--- Document segment ---
Hematological parameters, including white blood cell (WBC) count, neutrophil count, and hemoglobin levels, were also evaluated. There was a significant difference in baseline WBC count between HLA-B27 positive and negative groups (p: 0.016). After treatment, this difference persisted, with the HLA-B27 positive group showing a lower WBC count compared to the negative group (p: 0.022). A significant difference in neutrophil count was observed both at baseline (p: 0.026) and after treatment (p: 0.036) between HLA-B27 positive and negative groups, indicating a lower count in the HLA-B27 positive group in both instances. However, there were no significant differences in lymphocyte count, hemoglobin levels, Red Cell Distribution Width (RDW), immature granulocyte (IG), and IG percentile levels between HLA-B27 positive and negative groups at both baseline and after treatment. These findings suggest that these parameters are not influenced by HLA-B27 status in patients with ankylosing spondylitis undergoing biological therapy.

Inflammatory markers, such as C-reactive protein (CRP) and erythrocyte sedimentation rate (ESR), displayed significant reductions post-treatment within both HLA-B27 positive and negative groups (p=0.014, p=0.006, respectively). However, the change in these markers did not significantly differ between the two groups. Analysis of demographic, laboratory, and inflammatory data is given in Supplementary Data, Table 2.

In our correlation analysis, we examined the relationship among immature granulocytes (IG), immature granulocyte percentile (IG%), Bath Ankylosing Spondylitis Disease Activity Index (BASDAI), complete blood count parameters, C-reactive protein (CRP), and erythrocyte sedimentation rate (ESR) in 68 patients diagnosed with ankylosing spondylitis (AS).
--- Information given ---
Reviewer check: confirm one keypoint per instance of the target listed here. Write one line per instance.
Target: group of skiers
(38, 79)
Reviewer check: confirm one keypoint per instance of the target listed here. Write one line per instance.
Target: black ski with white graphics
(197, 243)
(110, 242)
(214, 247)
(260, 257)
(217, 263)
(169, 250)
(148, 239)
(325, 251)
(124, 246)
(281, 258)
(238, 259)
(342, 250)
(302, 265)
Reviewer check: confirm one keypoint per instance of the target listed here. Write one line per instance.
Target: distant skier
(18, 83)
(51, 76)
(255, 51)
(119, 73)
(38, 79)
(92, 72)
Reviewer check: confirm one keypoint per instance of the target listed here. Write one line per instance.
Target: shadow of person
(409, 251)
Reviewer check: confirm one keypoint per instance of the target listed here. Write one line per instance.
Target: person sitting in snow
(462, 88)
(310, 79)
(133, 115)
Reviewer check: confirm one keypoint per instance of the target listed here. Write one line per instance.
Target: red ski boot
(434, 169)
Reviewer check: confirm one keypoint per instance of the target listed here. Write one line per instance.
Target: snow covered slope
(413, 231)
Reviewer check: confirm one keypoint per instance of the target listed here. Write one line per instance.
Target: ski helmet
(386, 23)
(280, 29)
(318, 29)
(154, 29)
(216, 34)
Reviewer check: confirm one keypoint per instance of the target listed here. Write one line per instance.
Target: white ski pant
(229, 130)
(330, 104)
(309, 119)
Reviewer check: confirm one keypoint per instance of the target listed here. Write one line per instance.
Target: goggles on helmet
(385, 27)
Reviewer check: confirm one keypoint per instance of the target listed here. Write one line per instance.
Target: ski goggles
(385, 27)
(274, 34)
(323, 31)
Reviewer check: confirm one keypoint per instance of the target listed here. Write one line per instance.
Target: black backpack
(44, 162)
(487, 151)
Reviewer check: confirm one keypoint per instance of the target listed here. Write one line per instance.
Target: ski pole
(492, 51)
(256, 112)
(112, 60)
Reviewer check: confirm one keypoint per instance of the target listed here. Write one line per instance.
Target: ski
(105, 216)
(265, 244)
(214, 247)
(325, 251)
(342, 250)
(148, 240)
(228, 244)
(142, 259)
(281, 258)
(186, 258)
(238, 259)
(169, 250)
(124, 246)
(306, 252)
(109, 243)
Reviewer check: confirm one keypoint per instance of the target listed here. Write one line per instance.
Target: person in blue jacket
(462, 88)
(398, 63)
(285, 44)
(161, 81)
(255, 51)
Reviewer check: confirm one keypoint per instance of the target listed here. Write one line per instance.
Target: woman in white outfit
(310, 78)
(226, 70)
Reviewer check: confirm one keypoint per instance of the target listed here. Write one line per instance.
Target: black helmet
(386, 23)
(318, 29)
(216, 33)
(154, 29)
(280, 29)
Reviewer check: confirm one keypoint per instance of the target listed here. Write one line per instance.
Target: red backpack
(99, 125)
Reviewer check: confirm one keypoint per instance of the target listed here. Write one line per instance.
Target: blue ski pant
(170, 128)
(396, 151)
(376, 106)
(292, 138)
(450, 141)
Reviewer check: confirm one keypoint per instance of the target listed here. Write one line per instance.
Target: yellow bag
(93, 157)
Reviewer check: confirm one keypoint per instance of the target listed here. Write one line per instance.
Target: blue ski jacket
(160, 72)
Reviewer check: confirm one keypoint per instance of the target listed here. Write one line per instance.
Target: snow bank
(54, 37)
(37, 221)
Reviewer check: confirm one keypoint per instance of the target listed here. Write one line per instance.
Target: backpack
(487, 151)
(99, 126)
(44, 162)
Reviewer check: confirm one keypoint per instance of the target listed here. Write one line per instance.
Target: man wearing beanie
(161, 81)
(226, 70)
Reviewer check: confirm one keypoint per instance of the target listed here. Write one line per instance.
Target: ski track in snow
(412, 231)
---
Please list every parameter that, according to the ankylosing spondylitis passage, showed no significant difference between the HLA-B27 positive and negative groups at both baseline and after treatment.

- Lymphocyte count
- Hemoglobin levels
- Red Cell Distribution Width (RDW)
- Immature granulocyte (IG)
- IG percentile levels